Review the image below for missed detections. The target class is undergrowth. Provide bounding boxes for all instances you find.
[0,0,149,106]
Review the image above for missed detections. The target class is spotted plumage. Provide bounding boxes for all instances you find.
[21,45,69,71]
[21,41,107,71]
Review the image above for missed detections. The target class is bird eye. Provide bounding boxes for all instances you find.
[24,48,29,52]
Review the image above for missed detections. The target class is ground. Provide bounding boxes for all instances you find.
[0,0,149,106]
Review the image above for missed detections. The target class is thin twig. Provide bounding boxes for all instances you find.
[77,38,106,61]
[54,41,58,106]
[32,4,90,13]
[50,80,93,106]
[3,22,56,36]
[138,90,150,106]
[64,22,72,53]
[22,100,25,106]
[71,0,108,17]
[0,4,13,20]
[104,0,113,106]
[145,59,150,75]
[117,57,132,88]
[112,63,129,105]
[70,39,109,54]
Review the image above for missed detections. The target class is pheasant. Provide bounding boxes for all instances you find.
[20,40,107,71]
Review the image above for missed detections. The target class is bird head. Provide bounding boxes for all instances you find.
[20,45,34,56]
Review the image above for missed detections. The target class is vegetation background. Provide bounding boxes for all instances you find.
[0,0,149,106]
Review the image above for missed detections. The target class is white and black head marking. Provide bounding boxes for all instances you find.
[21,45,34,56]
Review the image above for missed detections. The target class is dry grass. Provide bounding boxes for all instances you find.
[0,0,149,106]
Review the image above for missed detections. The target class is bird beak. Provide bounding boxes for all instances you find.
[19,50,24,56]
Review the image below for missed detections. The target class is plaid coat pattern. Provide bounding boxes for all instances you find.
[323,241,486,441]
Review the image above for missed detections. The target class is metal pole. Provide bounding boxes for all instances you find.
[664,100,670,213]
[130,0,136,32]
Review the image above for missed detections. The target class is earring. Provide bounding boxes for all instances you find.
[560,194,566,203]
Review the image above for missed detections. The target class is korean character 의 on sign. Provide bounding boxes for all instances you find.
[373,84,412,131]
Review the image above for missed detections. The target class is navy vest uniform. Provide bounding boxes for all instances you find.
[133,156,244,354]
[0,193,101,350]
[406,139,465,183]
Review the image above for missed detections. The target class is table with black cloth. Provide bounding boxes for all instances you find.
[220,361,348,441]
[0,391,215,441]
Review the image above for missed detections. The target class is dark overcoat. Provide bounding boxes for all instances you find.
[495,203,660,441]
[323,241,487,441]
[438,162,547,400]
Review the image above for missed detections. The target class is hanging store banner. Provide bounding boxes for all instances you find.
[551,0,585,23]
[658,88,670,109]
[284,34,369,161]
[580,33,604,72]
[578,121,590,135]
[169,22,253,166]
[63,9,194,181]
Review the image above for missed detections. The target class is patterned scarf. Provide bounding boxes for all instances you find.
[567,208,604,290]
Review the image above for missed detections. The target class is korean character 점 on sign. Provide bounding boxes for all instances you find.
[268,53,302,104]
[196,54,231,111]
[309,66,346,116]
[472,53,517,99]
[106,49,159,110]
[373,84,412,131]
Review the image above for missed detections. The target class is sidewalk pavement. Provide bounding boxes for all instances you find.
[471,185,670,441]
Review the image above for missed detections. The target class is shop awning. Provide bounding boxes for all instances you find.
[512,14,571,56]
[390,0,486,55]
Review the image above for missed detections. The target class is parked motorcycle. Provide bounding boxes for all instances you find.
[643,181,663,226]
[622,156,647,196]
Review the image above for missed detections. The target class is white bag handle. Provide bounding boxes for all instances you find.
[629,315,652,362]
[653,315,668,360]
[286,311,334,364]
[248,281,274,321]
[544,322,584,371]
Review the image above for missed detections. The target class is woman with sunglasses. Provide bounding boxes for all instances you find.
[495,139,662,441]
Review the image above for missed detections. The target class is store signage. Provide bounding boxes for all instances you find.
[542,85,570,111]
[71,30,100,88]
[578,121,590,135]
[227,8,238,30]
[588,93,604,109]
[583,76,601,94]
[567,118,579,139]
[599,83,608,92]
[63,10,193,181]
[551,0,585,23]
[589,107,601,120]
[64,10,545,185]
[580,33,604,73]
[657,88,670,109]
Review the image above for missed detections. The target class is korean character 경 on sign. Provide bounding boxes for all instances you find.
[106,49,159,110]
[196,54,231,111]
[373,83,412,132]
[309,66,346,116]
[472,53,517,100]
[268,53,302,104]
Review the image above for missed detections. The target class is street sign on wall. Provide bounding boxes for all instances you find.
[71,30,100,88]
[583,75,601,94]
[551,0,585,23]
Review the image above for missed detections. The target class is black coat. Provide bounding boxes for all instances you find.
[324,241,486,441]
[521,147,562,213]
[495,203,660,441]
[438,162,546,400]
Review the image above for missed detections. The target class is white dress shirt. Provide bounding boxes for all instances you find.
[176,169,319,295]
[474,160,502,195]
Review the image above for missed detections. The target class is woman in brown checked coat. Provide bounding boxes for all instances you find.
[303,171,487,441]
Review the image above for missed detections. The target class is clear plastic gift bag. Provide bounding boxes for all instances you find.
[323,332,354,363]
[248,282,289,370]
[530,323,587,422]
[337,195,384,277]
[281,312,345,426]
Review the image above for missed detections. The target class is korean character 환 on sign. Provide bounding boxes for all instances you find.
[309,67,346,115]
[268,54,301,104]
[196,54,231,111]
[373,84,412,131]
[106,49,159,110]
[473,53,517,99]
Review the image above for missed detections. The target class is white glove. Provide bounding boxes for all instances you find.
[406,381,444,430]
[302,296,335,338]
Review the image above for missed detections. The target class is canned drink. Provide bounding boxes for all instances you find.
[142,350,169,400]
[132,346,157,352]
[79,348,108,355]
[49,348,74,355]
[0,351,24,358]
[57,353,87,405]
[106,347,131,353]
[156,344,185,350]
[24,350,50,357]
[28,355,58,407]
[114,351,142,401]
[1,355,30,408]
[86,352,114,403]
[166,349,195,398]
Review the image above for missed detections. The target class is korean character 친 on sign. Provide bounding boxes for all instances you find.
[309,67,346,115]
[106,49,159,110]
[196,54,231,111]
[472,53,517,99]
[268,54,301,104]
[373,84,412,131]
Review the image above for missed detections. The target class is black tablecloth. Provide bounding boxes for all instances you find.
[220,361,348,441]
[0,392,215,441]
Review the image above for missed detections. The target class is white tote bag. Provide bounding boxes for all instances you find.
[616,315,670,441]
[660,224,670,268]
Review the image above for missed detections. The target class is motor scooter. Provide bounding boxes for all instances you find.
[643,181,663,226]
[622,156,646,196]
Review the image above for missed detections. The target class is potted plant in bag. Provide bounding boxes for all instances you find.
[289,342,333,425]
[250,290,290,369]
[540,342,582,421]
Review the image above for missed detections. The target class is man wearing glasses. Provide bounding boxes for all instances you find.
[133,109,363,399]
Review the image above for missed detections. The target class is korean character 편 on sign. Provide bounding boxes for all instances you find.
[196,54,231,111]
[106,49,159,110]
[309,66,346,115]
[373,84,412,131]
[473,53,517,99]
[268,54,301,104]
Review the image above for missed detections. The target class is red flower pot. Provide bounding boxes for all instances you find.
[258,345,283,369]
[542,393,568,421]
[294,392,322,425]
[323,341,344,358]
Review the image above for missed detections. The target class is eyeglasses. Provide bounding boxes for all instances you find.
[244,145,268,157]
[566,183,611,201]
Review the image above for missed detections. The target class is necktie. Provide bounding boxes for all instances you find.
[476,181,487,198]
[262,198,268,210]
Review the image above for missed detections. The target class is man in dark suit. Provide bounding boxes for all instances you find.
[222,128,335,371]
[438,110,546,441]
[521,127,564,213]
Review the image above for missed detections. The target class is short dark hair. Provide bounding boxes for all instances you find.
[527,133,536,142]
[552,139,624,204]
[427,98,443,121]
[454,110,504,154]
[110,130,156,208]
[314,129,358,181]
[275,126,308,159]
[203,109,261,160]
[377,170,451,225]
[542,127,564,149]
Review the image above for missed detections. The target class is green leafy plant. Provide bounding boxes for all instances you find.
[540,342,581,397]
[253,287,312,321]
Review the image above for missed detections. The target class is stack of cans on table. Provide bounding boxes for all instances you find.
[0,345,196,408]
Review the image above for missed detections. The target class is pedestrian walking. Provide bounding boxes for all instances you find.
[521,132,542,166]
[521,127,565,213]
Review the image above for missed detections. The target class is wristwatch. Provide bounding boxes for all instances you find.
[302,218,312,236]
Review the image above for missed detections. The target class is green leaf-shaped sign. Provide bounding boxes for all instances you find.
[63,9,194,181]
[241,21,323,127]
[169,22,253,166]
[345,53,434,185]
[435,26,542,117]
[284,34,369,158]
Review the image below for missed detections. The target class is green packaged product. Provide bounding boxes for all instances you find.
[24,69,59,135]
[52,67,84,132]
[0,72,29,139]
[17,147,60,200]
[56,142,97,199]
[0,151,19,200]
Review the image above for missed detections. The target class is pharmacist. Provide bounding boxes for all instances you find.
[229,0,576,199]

============

» **Exercise details**:
When the line containing "class is pharmacist." is found in the records above, restate it and every later line word for word through the last one, and nothing more.

» **Solution for this exercise**:
Review the image above for missed detections. The target class is pharmacist. Provide bounding boxes for all instances you find.
[229,0,576,199]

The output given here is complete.